- _Problem_
Your task is to transcribe, word for word, the line containing "drop a point: the mountain ridge" and all lines that follow it to the end of the entries. Leave out the pictures.

- _Data supplied_
>>>>>
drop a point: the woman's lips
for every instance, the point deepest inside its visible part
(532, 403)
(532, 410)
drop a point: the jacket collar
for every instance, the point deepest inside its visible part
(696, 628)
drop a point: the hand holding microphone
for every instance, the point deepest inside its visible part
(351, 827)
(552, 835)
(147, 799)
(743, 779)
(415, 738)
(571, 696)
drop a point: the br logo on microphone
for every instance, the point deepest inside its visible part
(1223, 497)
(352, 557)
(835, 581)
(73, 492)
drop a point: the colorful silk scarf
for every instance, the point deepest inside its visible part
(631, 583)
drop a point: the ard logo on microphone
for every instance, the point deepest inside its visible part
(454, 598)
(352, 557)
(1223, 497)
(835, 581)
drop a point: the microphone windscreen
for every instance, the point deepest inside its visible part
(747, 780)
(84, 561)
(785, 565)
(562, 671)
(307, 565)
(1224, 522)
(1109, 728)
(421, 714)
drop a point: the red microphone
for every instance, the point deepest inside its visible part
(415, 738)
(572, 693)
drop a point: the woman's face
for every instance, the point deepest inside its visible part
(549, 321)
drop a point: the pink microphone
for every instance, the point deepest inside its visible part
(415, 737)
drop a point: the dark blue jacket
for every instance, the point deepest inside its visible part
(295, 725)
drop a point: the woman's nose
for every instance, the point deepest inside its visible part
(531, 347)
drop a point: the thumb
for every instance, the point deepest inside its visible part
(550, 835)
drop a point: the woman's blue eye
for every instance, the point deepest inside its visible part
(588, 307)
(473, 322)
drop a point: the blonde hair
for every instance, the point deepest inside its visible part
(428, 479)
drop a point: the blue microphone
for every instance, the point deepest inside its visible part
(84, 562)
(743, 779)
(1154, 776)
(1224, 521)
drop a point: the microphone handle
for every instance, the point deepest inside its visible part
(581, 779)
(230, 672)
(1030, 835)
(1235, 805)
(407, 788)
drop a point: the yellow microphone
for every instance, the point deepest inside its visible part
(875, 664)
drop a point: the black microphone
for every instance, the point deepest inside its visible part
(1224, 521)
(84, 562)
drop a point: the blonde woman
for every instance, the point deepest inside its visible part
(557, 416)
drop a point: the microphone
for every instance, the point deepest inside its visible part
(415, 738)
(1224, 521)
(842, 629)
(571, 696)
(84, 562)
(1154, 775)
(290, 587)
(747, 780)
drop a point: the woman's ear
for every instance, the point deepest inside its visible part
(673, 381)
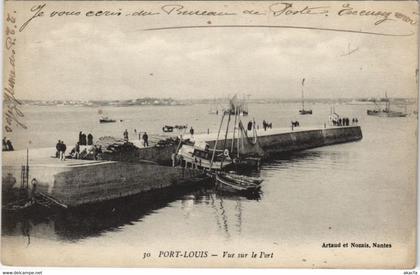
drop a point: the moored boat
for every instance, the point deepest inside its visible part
(303, 111)
(106, 120)
(237, 183)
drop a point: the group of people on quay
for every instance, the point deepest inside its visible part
(267, 125)
(144, 137)
(83, 149)
(83, 140)
(61, 150)
(343, 121)
(7, 145)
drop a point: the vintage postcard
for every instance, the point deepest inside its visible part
(210, 134)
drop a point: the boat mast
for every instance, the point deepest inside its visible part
(303, 102)
(224, 144)
(234, 129)
(215, 144)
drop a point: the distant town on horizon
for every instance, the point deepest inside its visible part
(152, 101)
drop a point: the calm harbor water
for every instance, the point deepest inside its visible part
(360, 191)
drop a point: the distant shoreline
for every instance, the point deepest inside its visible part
(143, 102)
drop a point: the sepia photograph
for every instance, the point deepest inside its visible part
(239, 134)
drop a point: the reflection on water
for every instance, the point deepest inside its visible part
(305, 195)
(90, 221)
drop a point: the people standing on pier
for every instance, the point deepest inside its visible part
(83, 139)
(90, 139)
(58, 148)
(94, 152)
(4, 144)
(9, 145)
(62, 150)
(145, 139)
(77, 150)
(125, 134)
(249, 125)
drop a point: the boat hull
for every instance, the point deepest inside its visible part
(305, 112)
(385, 114)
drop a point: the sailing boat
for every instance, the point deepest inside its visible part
(387, 112)
(303, 111)
(232, 182)
(214, 108)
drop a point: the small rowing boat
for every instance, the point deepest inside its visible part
(237, 183)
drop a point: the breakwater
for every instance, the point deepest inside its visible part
(78, 182)
(277, 141)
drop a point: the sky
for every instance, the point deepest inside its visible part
(83, 59)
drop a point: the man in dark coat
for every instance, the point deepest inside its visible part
(90, 139)
(146, 139)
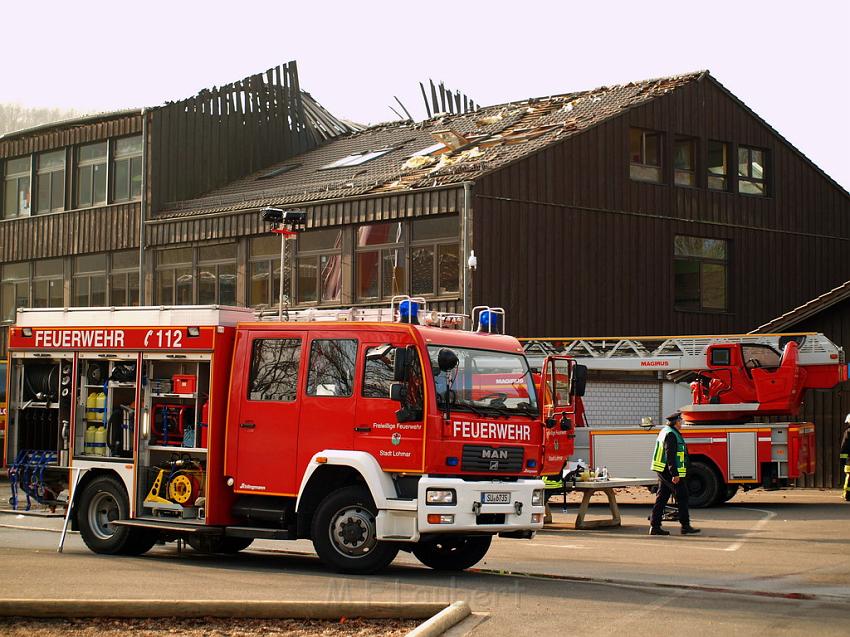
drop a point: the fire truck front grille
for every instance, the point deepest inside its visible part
(483, 458)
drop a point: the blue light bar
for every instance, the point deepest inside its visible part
(408, 311)
(488, 321)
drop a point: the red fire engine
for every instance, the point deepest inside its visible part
(368, 431)
(733, 379)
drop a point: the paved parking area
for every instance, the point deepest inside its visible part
(776, 562)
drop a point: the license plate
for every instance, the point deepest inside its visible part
(495, 497)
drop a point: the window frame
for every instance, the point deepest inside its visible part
(748, 178)
(17, 177)
(56, 179)
(709, 175)
(91, 163)
(114, 159)
(317, 254)
(637, 167)
(703, 261)
(693, 171)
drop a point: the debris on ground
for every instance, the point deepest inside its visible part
(206, 626)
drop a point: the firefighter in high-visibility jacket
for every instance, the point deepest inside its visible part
(670, 462)
(844, 458)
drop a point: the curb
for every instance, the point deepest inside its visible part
(442, 621)
(135, 608)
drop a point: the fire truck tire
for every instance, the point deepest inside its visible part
(453, 553)
(103, 501)
(204, 544)
(703, 485)
(344, 532)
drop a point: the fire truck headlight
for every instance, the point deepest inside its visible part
(440, 496)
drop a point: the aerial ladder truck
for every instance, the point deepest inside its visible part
(737, 383)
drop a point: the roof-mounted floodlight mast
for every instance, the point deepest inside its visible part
(286, 223)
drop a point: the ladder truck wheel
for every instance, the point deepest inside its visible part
(221, 544)
(345, 532)
(703, 485)
(453, 552)
(103, 501)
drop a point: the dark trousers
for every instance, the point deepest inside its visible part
(662, 496)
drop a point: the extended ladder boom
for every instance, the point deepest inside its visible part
(671, 353)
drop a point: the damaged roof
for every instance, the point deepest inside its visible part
(807, 310)
(443, 150)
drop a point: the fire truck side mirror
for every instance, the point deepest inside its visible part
(398, 392)
(403, 358)
(579, 380)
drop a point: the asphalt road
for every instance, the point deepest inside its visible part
(768, 563)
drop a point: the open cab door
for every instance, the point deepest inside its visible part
(561, 381)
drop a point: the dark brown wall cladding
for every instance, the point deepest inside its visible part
(828, 408)
(572, 246)
(114, 227)
(363, 210)
(222, 134)
(47, 139)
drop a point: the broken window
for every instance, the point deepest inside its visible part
(752, 172)
(684, 162)
(356, 159)
(699, 267)
(645, 155)
(718, 165)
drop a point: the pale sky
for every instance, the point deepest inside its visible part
(788, 61)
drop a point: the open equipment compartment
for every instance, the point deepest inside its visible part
(39, 427)
(173, 458)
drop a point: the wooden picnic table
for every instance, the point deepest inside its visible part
(588, 488)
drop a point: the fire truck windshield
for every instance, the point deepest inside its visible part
(485, 382)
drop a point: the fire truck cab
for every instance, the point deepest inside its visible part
(366, 431)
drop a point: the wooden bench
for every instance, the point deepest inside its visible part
(588, 489)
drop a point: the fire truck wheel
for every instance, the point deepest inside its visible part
(453, 553)
(344, 532)
(703, 485)
(204, 544)
(103, 501)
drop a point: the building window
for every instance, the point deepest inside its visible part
(319, 266)
(174, 277)
(15, 282)
(380, 261)
(48, 288)
(700, 273)
(264, 271)
(434, 256)
(50, 182)
(645, 155)
(16, 202)
(752, 171)
(217, 275)
(89, 288)
(356, 159)
(684, 161)
(718, 165)
(91, 175)
(124, 278)
(127, 169)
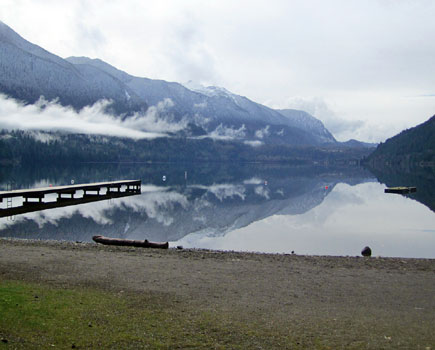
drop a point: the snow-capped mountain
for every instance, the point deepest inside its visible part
(27, 72)
(307, 122)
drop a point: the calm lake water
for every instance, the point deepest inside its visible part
(274, 209)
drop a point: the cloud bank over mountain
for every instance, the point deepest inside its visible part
(50, 116)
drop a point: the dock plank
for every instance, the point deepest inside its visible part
(36, 192)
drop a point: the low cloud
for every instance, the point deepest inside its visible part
(227, 133)
(262, 132)
(253, 143)
(50, 116)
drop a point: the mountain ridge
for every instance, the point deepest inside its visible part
(28, 72)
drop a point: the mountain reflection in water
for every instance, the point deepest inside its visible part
(206, 207)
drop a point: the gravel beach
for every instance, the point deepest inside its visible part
(368, 302)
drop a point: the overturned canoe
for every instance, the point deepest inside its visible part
(130, 243)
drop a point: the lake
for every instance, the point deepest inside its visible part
(313, 210)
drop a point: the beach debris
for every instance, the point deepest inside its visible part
(366, 251)
(131, 243)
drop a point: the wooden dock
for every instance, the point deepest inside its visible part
(34, 199)
(400, 190)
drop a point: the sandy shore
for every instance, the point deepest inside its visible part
(352, 295)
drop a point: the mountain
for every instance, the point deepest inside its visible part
(28, 72)
(307, 122)
(215, 110)
(411, 147)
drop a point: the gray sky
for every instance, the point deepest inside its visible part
(365, 68)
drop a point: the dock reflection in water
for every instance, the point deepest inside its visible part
(272, 209)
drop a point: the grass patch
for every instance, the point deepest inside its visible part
(37, 316)
(41, 316)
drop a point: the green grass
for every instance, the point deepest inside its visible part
(41, 317)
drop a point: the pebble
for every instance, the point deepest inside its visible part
(366, 251)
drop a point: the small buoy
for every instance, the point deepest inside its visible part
(366, 251)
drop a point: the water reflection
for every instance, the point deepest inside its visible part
(251, 208)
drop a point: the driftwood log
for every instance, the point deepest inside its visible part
(130, 243)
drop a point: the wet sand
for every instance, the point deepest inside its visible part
(387, 301)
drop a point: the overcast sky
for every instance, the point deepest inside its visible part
(365, 68)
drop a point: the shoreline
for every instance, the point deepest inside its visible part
(344, 302)
(90, 245)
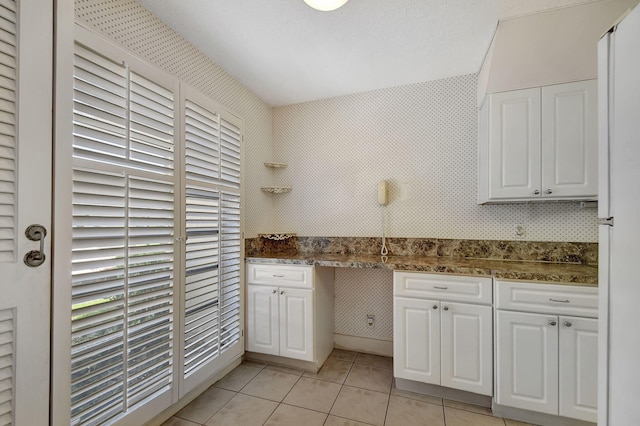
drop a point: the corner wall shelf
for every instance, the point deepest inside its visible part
(276, 189)
(276, 165)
<<<<<
- _The answer_
drop a point: the mountain ridge
for every instance, the point deepest inside its visible part
(28, 72)
drop a point: the mountain reflection in water
for every instance, the point deepest inside its visible part
(206, 207)
drop a point: the gravel beach
for every instance, the point deepest inside its visible part
(368, 302)
drop a point: the overturned canoe
for every instance, the point deepest inside its visible part
(130, 243)
drop a point: the lake
for every instance, the point deepest inside its visible part
(313, 210)
drop a point: the beach debris
for every instance, the point deepest inside its visible part
(366, 251)
(131, 243)
drop a point: the wooden dock
for every instance, the point deepest inside its visible part
(34, 199)
(400, 190)
drop a point: the sandy shore
for every instance, the point deepest inside its visible part
(352, 295)
drop a point: the mountain
for every instance, the point deepest inside its visible part
(28, 72)
(307, 122)
(215, 110)
(411, 147)
drop a point: the gray sky
for every instance, the point deepest inside its visible part
(365, 68)
drop a point: the dock reflection in water
for every instance, the point deepest inside its visible part
(272, 209)
drop a point: the grass patch
for every instance, the point deepest inside its visible part
(37, 316)
(41, 316)
drop a point: the green grass
for every instance, the point deepest inside its visible part
(41, 317)
drop a point: the pebble
for every instance, the point deepest inside its visible part
(366, 251)
drop a point: the small buoy
for every instance, the point deepest inside its visible part
(366, 251)
drop a point: the water reflection
for every instance, the point deepest inside its visible part
(251, 208)
drop a point: the driftwood log
for every instance, the point deepest inside its visible part
(130, 243)
drop a point: the wet sand
for every instance, the point deepest inside its visible part
(387, 301)
drop a point: the overcast sky
for every instance, the point deepest inside its visible part
(365, 68)
drop a point: the shoreline
for every instance, the point deepest inside its visible part
(344, 302)
(90, 245)
drop a point: the corner wall shelf
for every instance, the point deepest inside its visible part
(276, 189)
(276, 165)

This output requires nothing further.